EXERCISE REQUIREMENTS —
**a)** Reproduce the part of the critical analysis of ADMANITY from "Critical analysis: strengths, credibility, and" through "product proves reproducible.", word for word.
**b)** Answer these about the critical analysis of ADMANITY:
(i) What percentage range is given for persuasion queries?
(ii) Which two administrative signals are named?
(iii) How many major AI platforms are said to have confirmed that figure?

Critical analysis: strengths, credibility, and evidence gaps
Notable strengths
- The pitch meets a real market pain: many SMBs and mid‑market buyers want measurable sales outcomes from AI — not only coherent descriptions. Automation that reliably increases conversion rates could deliver major ROI and become a premium platform capability. ADMANITY’s framing aligns with this commercial logic.
- The technical idea maps cleanly to known LLM controls. There is nothing conceptually impossible about codifying persuasion sequences and using them as guidance or adapters to bias outputs toward emotional resonance.
- Administrative signals (trademark filing, Crunchbase momentum) indicate market visibility and a go‑to‑market push that could attract partner interest if the product proves reproducible.
Major evidence gaps and credibility issues
- The most consequential assertions — that five major AI platforms independently confirmed the 35–50% persuasion‑query figure and agreed they lack native emotional persuasion frameworks — are presented in ADMANITY’s PR materials based on interactions the company controlled. There is no public, vendor‑signed telemetry or independent auditing that corroborates those platform‑level percentages or vendor endorsements. Those claims should be read as claims, not platform policy statements.

Referring expression pointing data:
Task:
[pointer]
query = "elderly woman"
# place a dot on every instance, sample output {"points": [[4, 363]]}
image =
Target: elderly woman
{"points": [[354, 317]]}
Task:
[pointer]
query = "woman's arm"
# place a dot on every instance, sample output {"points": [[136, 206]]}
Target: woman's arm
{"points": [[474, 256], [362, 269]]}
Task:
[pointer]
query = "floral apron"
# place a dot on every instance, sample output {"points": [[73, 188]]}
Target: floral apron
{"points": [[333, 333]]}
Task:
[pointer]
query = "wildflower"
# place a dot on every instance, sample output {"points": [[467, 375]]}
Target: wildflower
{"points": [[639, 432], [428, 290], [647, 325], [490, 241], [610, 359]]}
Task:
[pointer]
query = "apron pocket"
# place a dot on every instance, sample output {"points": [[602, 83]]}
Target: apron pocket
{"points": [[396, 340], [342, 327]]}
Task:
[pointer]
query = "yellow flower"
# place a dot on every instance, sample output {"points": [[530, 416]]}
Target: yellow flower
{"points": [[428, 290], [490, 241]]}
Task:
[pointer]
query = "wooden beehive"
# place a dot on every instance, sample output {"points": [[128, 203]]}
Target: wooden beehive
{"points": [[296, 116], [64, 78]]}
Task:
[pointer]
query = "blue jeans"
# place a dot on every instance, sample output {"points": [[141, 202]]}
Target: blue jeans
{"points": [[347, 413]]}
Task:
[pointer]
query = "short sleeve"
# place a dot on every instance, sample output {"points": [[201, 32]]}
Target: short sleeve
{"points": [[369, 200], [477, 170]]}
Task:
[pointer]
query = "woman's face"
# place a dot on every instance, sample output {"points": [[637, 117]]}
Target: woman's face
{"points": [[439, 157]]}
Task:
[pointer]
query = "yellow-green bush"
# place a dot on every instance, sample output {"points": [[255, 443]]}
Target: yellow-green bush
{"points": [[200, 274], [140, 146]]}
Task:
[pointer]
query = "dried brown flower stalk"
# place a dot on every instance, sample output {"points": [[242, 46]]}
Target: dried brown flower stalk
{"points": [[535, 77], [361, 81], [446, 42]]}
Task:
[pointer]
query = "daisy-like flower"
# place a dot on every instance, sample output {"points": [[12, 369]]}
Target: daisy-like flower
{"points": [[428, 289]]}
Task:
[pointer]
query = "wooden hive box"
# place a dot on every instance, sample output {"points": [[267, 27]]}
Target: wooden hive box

EXERCISE SOLUTIONS —
**a)**
Critical analysis: strengths, credibility, and evidence gaps
Notable strengths
- The pitch meets a real market pain: many SMBs and mid‑market buyers want measurable sales outcomes from AI — not only coherent descriptions. Automation that reliably increases conversion rates could deliver major ROI and become a premium platform capability. ADMANITY’s framing aligns with this commercial logic.
- The technical idea maps cleanly to known LLM controls. There is nothing conceptually impossible about codifying persuasion sequences and using them as guidance or adapters to bias outputs toward emotional resonance.
- Administrative signals (trademark filing, Crunchbase momentum) indicate market visibility and a go‑to‑market push that could attract partner interest if the product proves reproducible.

**b)**
(i) 35–50%
(ii) A trademark filing and Crunchbase momentum
(iii) Five